— Exercise objective —
Continue the text on the crystal structure of the PAN triplex from where it stops.

— Text segment —
====================
In our ^GCPAN triplex crystal structure, the Fab-binding motif (5′-GAAACAC-3′) forms contacts with Fab-BL3-6 identical to those described in the literature (28). G14 and C20 form Watson–Crick H-bonds, while A15, A17 and C18 fold into the protein and form H-bonding interactions with Fab-BL3-6 (Supplementary Figure S5). The 3′ terminus of the A-rich polyA tail (nts 8 to 12) interacts with the U-rich stem loop of ^GCENE duplex (nts 4–8, Hoogsteen strand; nts 26–30, Watson–Crick strands) to form a triple helix core comprising five contiguous U•A–U triples (Figure 4D, 4E) (U4•A8–U26, U5•A9–U27, U6•A10–U28, U7•A11–U29, U8•A12–U30). All bases constituting the triple helix are within hydrogen bonding distances of 2.3–3.5 Å along the Hoogsteen and Watson–Crick faces, as observed in the previous PAN triplex core crystal structure (12), indicating that the Fab binding motif did not induce significant structural changes in ^GCPAN ENE triple helix.
====================
— Given information —
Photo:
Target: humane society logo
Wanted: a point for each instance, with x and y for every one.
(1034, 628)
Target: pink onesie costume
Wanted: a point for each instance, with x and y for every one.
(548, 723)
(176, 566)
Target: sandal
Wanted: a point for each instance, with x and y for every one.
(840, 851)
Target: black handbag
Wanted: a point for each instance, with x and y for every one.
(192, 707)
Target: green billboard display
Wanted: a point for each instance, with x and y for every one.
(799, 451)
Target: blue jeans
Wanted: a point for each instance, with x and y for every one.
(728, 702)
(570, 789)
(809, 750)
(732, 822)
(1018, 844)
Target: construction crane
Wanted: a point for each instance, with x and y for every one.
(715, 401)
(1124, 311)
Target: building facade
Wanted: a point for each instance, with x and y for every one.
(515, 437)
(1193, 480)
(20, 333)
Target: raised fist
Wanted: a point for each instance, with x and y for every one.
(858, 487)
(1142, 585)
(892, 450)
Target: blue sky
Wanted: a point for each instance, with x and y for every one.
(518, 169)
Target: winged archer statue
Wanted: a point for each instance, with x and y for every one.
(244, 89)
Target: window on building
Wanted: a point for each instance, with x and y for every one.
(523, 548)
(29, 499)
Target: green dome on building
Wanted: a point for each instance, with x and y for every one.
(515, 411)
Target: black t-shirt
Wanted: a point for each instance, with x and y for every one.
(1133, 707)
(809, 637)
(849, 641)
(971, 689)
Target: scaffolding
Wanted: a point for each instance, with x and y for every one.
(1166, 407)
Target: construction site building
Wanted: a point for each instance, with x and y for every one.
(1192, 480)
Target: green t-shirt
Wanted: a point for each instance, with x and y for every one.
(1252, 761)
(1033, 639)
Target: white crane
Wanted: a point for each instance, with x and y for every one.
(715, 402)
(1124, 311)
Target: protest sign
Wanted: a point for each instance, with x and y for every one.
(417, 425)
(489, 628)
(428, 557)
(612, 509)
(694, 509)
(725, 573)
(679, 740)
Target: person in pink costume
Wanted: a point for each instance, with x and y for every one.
====================
— Result below —
To evaluate whether the addition of the ‘GC clamp’ impacted the structural arrangement of the triplex, we compared our ^GCPAN X-ray structure with the ENE•r(A)₉ triplex structure (PDB ID: 3P22) published more than a decade ago (12). A superposition of the U•A-U triplex motifs from the ^GCPAN triplex structure with ENE•r(A)₉ triplex structure resulted in an RMSD of 1.13 Å (Supplementary Figure S6A, S6B). Superposition of the triplex motif together with several surrounding base pairs above and below the triplex resulted in an RMSD of 1.4 Å (Supplementary Figure S6C). This suggests that the GC clamp did not significantly alter the triplex region or proximal residues present on either side of the triple helix region. A bent conformation was observed for the GC clamp region which resembles a similar bent conformation observed for the basal helix present in the MALAT1 RNA triplex structure (PDB ID 4PLX).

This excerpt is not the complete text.